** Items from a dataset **
Segment Open
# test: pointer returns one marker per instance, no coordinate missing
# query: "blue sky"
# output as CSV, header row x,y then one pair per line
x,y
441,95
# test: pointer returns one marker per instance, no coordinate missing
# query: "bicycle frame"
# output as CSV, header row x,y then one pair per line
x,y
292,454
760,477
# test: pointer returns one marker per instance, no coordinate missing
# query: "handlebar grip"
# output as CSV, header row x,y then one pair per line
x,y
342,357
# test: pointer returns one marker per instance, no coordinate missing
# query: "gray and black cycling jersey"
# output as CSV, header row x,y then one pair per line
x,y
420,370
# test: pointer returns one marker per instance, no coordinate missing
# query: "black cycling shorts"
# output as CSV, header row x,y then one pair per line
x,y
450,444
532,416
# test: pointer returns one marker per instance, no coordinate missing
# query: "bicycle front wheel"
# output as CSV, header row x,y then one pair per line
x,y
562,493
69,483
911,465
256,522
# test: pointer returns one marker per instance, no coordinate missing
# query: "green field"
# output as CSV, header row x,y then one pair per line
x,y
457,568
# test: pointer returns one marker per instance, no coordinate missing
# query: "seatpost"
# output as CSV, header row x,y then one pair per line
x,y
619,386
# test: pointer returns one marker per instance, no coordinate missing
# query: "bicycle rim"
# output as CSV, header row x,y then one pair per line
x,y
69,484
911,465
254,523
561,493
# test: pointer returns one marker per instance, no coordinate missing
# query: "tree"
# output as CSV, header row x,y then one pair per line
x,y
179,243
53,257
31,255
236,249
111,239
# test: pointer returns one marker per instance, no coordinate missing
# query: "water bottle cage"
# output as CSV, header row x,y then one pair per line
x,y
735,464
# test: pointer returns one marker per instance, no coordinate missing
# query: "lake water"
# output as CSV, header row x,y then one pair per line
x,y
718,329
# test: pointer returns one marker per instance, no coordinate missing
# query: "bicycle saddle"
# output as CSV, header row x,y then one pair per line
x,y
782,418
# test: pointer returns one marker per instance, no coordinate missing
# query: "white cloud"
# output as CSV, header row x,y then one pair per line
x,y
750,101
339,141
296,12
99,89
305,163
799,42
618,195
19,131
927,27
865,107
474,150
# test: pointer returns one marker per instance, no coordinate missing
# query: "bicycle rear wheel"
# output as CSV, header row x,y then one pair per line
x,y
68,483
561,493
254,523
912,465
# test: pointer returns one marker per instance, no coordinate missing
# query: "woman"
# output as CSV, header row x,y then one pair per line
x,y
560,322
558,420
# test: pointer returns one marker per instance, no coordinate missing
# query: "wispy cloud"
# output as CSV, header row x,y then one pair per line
Segment Closed
** What to work on **
For the word "cycling", go through the records and show each line that carries it.

** Response **
# query: "gray and black cycling jersey"
# query: "black cycling shorts"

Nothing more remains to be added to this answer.